=== Problem description ===
In the items below, reproduce the part that opens with the line containing "e.g. [(172, 30)]" and closes with the line containing "[(214, 928), (67, 549)]", swapping "notepad" for "notebook" and leaving everything else unchanged.

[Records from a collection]
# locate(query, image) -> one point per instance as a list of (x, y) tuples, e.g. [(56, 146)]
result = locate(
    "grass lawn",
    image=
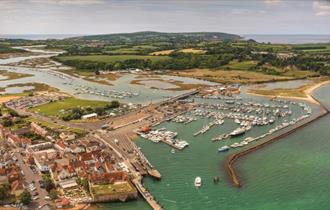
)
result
[(243, 66), (122, 187), (162, 52), (192, 50), (112, 58), (54, 108)]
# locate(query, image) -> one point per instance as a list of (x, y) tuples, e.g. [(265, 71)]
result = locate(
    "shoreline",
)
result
[(230, 161), (308, 93)]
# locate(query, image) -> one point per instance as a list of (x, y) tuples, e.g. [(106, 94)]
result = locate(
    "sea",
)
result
[(289, 174), (288, 39), (272, 38)]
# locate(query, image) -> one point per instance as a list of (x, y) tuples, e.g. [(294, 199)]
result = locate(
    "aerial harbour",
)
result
[(115, 114)]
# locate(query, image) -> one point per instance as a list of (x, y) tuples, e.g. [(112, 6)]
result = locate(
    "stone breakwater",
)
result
[(230, 162)]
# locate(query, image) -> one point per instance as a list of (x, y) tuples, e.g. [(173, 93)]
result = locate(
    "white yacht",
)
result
[(198, 182)]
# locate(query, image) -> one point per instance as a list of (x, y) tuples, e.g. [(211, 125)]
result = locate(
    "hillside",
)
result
[(150, 36)]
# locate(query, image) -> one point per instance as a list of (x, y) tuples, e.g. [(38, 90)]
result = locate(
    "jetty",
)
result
[(146, 194), (230, 162)]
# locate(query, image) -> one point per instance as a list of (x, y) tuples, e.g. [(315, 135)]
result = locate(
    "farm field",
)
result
[(55, 108), (112, 58)]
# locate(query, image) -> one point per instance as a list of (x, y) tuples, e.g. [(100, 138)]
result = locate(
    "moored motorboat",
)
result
[(198, 182)]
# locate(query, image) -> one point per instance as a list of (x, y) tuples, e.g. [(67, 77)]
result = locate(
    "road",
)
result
[(29, 178)]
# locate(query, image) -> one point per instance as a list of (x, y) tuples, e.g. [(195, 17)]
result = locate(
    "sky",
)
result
[(116, 16)]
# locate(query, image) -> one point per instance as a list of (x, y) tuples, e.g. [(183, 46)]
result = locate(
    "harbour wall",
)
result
[(230, 162)]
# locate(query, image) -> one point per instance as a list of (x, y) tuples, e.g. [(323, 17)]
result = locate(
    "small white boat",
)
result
[(198, 182)]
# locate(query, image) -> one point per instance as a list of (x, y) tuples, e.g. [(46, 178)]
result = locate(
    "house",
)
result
[(67, 136), (108, 178), (62, 170), (38, 129), (44, 159), (89, 116), (61, 146), (90, 145), (76, 149), (18, 141)]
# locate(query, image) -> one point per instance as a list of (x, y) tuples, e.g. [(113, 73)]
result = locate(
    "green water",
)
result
[(289, 174)]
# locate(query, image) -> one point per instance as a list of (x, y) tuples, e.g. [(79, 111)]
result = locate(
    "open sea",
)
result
[(273, 38), (290, 174)]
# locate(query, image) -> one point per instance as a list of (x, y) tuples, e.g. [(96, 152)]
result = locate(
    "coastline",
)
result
[(308, 92), (230, 161)]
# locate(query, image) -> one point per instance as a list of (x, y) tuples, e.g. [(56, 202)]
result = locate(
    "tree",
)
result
[(5, 191), (49, 185), (25, 197), (84, 183), (53, 194), (7, 122)]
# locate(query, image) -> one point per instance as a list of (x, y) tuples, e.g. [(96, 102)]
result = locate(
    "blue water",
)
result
[(38, 36), (288, 39)]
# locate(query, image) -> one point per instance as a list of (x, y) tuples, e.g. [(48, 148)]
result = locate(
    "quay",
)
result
[(229, 163), (146, 194)]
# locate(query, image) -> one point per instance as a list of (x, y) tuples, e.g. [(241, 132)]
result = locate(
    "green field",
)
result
[(313, 48), (242, 66), (55, 108), (112, 58)]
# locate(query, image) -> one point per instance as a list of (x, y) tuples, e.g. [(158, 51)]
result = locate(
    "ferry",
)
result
[(223, 148), (237, 132), (198, 182)]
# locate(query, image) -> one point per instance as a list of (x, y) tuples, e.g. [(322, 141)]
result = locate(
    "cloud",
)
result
[(273, 2), (321, 8), (69, 2)]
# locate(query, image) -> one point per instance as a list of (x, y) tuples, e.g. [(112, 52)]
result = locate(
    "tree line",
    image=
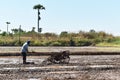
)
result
[(81, 38)]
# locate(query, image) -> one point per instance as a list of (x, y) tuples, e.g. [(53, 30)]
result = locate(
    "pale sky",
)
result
[(62, 15)]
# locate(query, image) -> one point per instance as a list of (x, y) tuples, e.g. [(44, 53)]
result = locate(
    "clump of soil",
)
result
[(58, 58)]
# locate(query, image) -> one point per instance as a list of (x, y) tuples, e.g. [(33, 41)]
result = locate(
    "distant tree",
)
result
[(39, 7), (92, 31), (33, 29)]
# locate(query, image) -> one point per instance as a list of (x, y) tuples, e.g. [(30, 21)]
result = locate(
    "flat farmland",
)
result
[(80, 67)]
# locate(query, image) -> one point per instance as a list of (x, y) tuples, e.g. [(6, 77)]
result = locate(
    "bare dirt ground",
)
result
[(87, 67)]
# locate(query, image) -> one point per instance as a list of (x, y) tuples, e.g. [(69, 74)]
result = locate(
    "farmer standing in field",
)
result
[(24, 51)]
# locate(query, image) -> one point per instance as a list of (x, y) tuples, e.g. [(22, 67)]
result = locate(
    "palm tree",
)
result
[(39, 7)]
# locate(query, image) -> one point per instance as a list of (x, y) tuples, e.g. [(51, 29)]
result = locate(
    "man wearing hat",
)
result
[(24, 51)]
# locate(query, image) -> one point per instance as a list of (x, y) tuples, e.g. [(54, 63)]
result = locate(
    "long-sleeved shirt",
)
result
[(24, 47)]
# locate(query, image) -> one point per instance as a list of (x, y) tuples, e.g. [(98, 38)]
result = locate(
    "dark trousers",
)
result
[(24, 57)]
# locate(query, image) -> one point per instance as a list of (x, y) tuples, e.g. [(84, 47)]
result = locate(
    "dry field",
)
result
[(95, 67), (80, 67)]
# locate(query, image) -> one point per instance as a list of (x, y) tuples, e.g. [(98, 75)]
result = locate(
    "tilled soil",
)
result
[(97, 67)]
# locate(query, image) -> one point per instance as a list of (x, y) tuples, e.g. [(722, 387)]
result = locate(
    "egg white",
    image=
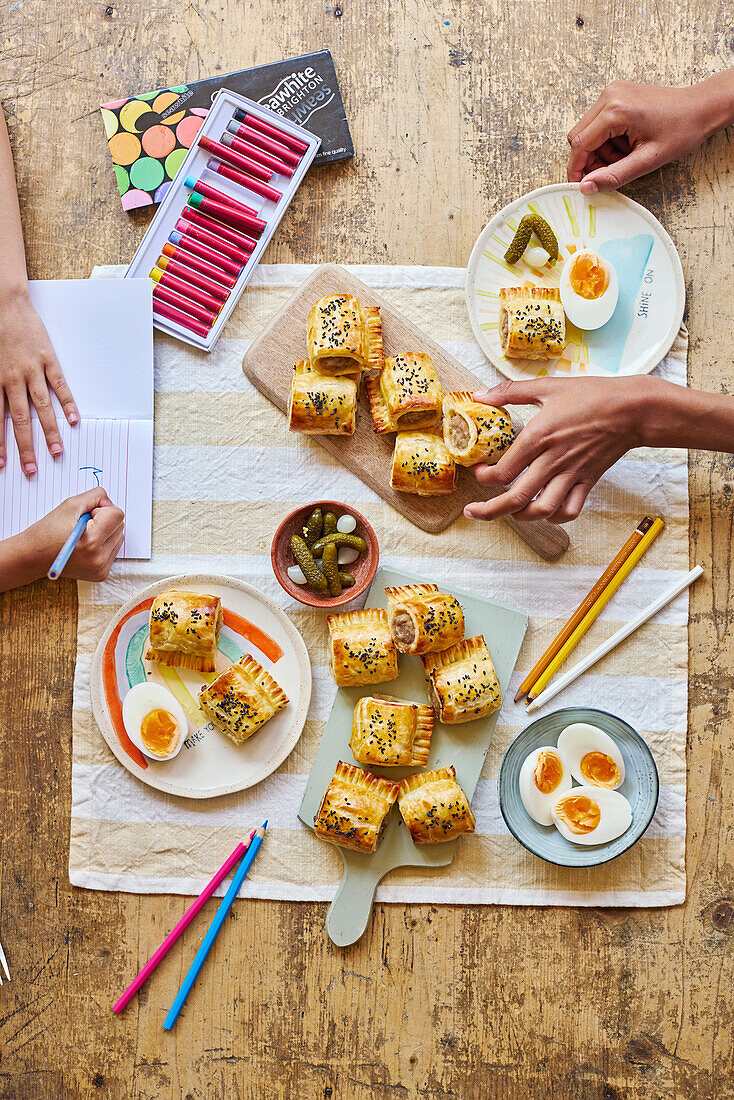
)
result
[(615, 815), (539, 805), (149, 696), (579, 738), (589, 312)]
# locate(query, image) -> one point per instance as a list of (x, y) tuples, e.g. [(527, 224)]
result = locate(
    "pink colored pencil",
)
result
[(184, 923)]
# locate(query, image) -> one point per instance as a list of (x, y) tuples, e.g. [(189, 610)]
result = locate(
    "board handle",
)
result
[(351, 906)]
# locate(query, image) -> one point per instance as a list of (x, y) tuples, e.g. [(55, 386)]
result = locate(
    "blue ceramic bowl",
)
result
[(641, 788)]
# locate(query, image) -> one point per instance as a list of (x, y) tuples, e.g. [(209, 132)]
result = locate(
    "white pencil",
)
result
[(607, 646)]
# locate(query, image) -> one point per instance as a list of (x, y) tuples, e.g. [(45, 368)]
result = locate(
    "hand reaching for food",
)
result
[(636, 128), (582, 428)]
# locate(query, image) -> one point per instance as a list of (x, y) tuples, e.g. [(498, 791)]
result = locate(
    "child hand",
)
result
[(29, 371), (97, 548), (584, 425), (634, 129)]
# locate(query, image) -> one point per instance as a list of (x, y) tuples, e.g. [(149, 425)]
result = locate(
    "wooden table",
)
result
[(456, 108)]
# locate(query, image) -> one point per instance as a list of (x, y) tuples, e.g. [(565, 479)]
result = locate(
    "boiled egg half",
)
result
[(541, 779), (591, 756), (589, 289), (591, 814), (154, 721)]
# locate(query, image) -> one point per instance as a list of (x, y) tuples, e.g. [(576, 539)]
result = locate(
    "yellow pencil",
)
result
[(595, 611)]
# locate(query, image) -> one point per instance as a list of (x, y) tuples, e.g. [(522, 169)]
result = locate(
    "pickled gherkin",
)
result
[(331, 569), (355, 541), (521, 240), (315, 578), (314, 527), (532, 223)]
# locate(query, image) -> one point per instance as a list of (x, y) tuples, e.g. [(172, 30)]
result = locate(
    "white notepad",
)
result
[(102, 333)]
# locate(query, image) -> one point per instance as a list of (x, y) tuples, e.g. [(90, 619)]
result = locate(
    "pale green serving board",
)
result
[(462, 746)]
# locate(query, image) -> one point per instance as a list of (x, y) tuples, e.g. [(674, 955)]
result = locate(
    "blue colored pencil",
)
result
[(214, 928), (67, 549)]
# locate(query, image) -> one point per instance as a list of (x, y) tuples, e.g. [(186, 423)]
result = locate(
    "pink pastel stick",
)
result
[(184, 923)]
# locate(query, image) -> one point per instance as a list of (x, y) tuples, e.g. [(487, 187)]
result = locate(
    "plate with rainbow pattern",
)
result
[(652, 289), (209, 763)]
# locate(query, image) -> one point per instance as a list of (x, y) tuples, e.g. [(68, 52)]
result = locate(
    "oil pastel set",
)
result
[(234, 185), (150, 133)]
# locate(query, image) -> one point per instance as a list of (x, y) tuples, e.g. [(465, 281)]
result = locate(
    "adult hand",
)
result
[(97, 548), (29, 371), (584, 425), (635, 128)]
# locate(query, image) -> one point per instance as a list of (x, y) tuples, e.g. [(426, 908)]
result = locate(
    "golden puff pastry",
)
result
[(354, 809), (361, 649), (405, 394), (391, 732), (422, 619), (343, 336), (474, 432), (532, 322), (434, 806), (185, 628), (422, 464), (242, 699), (462, 682), (321, 405)]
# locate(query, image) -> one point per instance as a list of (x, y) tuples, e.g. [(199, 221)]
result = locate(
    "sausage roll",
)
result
[(242, 699), (343, 336), (462, 682), (474, 432), (434, 806), (422, 464), (391, 732), (422, 619), (185, 628), (532, 322), (354, 809), (321, 405), (405, 394), (361, 650)]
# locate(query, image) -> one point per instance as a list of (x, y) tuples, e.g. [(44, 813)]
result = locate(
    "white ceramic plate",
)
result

=== Output ===
# locate(query, image) -> one point per instance as a list of (x, y) tuples, e.g. [(172, 30)]
result = locate(
    "white notebook",
)
result
[(102, 333)]
# locate(query, image) -> one point per instance as a list of (x, y) tuples, e.g. [(90, 619)]
result = locate(
    "pale green serving board",
)
result
[(462, 746)]
# locate(query, image) -> one point per instance as a list of (x, y) tuples, e.g. [(674, 955)]
result = locate(
    "blue colored pencil",
)
result
[(214, 928), (67, 549)]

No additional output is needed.